OSTAGGI – Shay Levinson, tra pallavolo e convivenza

Shay Levinson aveva 19 anni e la pallavolo era il suo mondo. Cresciuto a Giv’at Avni, in Galilea, in una famiglia dove lo sport era una seconda lingua, aveva seguito le orme della madre Shlomit, appassionata giocatrice, e del fratello maggiore Ben. Shay si era unito alla squadra di Eilabun, un villaggio arabo-cristiano a dieci minuti da casa.
Era stato il primo ragazzo ebreo del club, e per anni anche l’unico. Aveva imparato l’arabo per integrarsi meglio, si sentiva parte della squadra. Allenava, giocava, rideva con i compagni. Per i suoi amici era il più solare del gruppo. «Il collante tra tutti noi», hanno raccontato.
Due anni fa, la sua esperienza era stata raccontata in un breve documentario realizzato nella scuola dove studiava, la Kadoorie Agricultural High School. Il film mostrava la sua quotidianità, la naturalezza del rapporto con i compagni di squadra, il suo impegno nello sport come spazio di incontro. La pellicola era intitolata Il soldato della speranza.
Il 7 ottobre 2023 Shay si trovava a Nahal Oz, al confine con Gaza, in servizio come comandante di carro armato. Quando è iniziato l’attacco di Hamas, il suo equipaggio è stato tra i primi a intervenire, riuscendo ad eliminare decine di terroristi. Poi il carro armato è stato colpito ed è esploso. Dei quattro membri dell’equipaggio, solo il conducente è sopravvissuto. Shay è stato dato per disperso.

Compiti da svolgere ->
a – Riscrivi il passo del testo su Shay Levinson che inizia con "Era stato il" e termina con "soldato della speranza.", cambiando "documentario" in "cortometraggio".
b – Conta le righe delle voci che contengono la stringa "target", distinguendo tra maiuscole e minuscole, e rispondi soltanto con il numero.
Le voci che seguono non hanno alcun legame con il testo su Shay Levinson.

[Voci memorizzate]
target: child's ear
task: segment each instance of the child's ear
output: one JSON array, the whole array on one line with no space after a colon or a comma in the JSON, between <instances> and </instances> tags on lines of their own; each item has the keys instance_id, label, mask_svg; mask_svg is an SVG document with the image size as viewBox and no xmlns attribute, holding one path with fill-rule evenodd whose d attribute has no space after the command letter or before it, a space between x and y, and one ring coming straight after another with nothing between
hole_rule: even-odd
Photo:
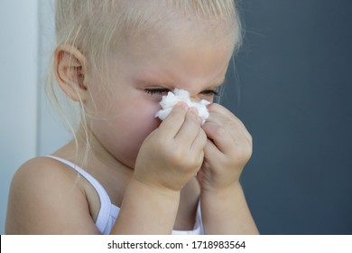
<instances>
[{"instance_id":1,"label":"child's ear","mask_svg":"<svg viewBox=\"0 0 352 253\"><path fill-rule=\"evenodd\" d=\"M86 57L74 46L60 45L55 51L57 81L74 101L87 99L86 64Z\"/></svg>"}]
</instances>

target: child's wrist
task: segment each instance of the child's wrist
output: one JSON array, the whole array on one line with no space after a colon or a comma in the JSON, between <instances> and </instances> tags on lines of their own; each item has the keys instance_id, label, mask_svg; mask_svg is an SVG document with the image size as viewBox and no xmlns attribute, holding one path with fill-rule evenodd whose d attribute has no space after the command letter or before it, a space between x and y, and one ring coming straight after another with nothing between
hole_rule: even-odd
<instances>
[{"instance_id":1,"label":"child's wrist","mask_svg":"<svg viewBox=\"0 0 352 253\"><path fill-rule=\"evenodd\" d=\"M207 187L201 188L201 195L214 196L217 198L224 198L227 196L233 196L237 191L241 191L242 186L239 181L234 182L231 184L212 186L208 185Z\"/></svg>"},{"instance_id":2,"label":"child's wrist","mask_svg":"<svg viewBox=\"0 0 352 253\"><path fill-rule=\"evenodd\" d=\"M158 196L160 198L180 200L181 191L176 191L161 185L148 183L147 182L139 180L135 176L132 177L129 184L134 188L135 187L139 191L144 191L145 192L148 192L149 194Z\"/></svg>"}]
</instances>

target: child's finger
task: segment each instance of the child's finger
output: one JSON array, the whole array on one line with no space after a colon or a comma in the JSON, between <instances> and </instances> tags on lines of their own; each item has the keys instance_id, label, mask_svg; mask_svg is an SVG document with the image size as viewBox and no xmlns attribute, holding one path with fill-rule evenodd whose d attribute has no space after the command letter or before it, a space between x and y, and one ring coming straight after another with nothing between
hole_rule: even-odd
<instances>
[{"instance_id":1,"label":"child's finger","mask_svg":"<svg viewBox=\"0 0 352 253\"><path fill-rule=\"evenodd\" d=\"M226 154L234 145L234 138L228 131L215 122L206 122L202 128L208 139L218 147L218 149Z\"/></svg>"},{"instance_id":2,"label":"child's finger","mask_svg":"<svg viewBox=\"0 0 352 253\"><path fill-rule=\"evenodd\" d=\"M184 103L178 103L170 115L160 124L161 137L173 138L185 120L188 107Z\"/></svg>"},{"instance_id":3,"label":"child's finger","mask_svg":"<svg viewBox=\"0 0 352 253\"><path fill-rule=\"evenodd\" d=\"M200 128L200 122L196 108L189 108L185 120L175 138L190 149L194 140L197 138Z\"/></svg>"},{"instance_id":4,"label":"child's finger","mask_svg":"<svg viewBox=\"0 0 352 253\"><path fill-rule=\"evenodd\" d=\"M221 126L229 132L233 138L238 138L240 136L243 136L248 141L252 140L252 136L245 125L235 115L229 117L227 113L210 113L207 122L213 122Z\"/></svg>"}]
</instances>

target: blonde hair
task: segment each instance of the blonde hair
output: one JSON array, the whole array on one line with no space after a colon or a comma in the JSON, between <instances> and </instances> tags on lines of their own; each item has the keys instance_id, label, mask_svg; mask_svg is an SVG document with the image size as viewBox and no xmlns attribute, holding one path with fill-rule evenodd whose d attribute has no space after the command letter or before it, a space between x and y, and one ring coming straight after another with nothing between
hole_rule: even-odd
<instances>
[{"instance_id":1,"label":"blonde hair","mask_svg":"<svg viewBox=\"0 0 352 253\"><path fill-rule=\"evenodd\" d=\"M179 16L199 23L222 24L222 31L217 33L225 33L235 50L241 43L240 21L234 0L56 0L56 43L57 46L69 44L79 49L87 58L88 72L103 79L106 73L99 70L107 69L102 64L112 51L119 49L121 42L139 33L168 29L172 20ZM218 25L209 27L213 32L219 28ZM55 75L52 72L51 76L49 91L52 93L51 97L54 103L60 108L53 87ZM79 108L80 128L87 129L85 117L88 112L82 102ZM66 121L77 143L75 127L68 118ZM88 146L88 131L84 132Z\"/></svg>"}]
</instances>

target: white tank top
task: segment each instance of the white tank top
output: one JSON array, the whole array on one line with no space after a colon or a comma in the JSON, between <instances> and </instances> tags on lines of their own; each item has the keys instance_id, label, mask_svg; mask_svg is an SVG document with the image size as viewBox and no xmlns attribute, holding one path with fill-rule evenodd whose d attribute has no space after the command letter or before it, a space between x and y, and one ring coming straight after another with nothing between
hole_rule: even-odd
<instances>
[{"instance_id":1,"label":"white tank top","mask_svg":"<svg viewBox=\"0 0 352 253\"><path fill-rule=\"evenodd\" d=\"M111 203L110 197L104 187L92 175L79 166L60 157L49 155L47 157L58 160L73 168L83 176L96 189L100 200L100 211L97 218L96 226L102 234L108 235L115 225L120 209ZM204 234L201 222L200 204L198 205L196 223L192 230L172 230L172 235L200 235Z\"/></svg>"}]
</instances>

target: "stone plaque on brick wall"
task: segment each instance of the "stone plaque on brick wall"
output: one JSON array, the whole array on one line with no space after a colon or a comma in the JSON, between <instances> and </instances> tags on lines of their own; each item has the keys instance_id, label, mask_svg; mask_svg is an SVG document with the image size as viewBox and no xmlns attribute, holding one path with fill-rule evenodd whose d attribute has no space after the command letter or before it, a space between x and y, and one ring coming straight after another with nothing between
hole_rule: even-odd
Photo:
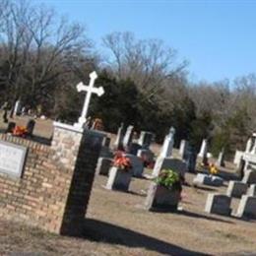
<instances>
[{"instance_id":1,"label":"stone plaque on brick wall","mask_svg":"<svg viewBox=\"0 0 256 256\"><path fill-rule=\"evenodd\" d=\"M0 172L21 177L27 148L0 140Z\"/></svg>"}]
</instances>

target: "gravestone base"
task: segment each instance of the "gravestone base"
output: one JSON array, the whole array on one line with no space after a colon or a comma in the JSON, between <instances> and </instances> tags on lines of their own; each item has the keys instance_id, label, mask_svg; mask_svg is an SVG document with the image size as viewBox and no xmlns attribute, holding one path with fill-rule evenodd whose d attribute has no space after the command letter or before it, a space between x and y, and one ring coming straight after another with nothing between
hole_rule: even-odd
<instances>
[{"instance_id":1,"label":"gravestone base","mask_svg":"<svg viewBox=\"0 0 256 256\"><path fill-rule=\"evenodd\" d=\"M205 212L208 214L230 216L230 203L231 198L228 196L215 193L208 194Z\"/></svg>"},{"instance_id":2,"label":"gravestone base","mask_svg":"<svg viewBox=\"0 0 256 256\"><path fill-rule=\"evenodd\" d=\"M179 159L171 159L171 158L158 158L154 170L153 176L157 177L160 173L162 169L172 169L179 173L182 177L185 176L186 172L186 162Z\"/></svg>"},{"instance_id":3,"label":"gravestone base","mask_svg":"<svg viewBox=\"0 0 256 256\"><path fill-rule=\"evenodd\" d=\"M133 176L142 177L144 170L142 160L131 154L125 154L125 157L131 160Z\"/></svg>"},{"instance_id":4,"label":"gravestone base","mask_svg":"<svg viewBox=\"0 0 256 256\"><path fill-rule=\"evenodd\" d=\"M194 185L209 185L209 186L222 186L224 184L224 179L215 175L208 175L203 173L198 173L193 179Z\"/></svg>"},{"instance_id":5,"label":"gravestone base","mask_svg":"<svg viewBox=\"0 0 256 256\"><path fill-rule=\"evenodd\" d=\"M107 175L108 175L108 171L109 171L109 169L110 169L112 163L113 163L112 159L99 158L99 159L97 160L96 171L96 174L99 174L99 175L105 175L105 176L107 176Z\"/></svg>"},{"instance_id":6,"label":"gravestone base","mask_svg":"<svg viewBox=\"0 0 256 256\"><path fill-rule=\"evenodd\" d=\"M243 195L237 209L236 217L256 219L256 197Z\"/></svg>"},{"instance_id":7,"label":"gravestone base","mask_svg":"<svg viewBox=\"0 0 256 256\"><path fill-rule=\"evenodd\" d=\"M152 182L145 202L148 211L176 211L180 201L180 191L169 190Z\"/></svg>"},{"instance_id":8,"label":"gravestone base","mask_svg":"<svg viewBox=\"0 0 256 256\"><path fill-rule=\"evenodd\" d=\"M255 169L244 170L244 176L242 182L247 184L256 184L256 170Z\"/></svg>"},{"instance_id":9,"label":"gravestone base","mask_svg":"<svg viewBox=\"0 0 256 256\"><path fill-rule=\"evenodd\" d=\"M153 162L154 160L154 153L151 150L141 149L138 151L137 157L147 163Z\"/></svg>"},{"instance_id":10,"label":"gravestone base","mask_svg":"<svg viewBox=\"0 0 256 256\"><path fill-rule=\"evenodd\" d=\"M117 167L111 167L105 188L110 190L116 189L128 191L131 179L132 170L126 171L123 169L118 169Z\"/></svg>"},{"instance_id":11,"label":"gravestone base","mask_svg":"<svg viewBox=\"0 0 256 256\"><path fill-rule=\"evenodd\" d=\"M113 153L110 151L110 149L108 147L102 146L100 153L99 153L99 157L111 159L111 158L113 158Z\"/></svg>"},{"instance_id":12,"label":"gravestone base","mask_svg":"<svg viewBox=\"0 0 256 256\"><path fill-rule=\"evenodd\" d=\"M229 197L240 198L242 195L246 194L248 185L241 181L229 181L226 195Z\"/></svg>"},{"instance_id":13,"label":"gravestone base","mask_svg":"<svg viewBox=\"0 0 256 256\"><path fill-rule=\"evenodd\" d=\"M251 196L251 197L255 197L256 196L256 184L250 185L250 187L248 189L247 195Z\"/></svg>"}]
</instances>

Risposte ->
a –
Era stato il primo ragazzo ebreo del club, e per anni anche l’unico. Aveva imparato l’arabo per integrarsi meglio, si sentiva parte della squadra. Allenava, giocava, rideva con i compagni. Per i suoi amici era il più solare del gruppo. «Il collante tra tutti noi», hanno raccontato.
Due anni fa, la sua esperienza era stata raccontata in un breve cortometraggio realizzato nella scuola dove studiava, la Kadoorie Agricultural High School. Il film mostrava la sua quotidianità, la naturalezza del rapporto con i compagni di squadra, il suo impegno nello sport come spazio di incontro. La pellicola era intitolata Il soldato della speranza.

b – 7